> [Materials provided]:
---
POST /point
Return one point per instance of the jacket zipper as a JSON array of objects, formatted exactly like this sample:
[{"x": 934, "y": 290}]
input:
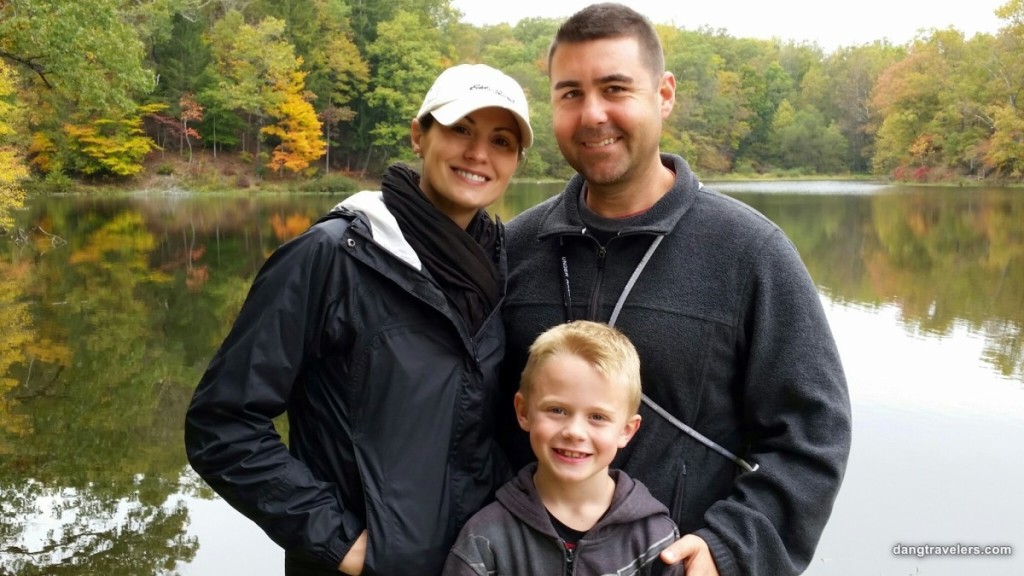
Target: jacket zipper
[
  {"x": 595, "y": 298},
  {"x": 569, "y": 557}
]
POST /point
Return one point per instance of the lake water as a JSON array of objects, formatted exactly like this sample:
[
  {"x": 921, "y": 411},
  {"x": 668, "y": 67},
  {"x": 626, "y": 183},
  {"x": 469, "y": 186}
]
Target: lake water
[{"x": 110, "y": 310}]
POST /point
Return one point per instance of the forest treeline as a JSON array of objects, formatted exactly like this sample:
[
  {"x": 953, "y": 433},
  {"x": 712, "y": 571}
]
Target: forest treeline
[{"x": 93, "y": 87}]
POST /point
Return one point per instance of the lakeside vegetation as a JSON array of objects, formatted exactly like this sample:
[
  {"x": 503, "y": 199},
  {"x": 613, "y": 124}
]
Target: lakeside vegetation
[{"x": 263, "y": 92}]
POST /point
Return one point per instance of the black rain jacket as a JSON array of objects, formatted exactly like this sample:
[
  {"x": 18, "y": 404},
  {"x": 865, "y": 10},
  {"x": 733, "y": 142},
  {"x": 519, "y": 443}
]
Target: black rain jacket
[{"x": 390, "y": 402}]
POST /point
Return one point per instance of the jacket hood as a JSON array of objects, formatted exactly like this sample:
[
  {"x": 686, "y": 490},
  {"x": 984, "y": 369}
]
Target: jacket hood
[
  {"x": 631, "y": 502},
  {"x": 563, "y": 215},
  {"x": 383, "y": 224}
]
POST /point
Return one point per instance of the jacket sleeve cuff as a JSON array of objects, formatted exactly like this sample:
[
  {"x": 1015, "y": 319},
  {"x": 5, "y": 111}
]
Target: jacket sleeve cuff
[{"x": 724, "y": 561}]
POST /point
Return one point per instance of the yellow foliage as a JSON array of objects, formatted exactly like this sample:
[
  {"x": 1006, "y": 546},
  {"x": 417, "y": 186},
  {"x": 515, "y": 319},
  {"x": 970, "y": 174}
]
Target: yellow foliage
[
  {"x": 114, "y": 146},
  {"x": 297, "y": 127},
  {"x": 12, "y": 169},
  {"x": 42, "y": 153}
]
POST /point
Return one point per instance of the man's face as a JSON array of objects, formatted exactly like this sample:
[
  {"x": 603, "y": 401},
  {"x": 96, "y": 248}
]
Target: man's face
[{"x": 607, "y": 111}]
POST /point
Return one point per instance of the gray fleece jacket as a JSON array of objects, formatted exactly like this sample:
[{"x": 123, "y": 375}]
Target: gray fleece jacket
[
  {"x": 514, "y": 536},
  {"x": 733, "y": 341}
]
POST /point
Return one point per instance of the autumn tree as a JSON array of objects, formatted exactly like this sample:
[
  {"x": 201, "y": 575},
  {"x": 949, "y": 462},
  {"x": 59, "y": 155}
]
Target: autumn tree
[
  {"x": 296, "y": 127},
  {"x": 116, "y": 147},
  {"x": 86, "y": 51},
  {"x": 408, "y": 55},
  {"x": 12, "y": 168},
  {"x": 251, "y": 64}
]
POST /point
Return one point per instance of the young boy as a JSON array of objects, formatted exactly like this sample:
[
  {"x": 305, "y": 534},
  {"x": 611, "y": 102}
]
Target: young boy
[{"x": 567, "y": 512}]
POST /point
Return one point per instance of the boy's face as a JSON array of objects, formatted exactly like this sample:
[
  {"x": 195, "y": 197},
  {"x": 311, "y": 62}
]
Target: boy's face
[{"x": 576, "y": 418}]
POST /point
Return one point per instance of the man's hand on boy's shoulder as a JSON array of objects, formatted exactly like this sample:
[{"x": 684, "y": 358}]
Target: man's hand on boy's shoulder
[{"x": 693, "y": 553}]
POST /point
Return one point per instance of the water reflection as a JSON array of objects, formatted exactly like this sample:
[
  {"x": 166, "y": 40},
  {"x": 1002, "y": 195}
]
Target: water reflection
[{"x": 104, "y": 333}]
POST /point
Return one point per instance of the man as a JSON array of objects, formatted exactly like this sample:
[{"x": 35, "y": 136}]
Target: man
[{"x": 731, "y": 333}]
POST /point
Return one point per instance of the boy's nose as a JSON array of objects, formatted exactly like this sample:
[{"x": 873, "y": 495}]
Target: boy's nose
[{"x": 573, "y": 429}]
---
> [Given exercise]:
Please collect every line from the records above that contains the word "yellow", and copy each of those lines in full.

> [Written solution]:
Return one point per instance of the yellow foliage as a JSON array of objects, formatted exactly like this sample:
Target: yellow foliage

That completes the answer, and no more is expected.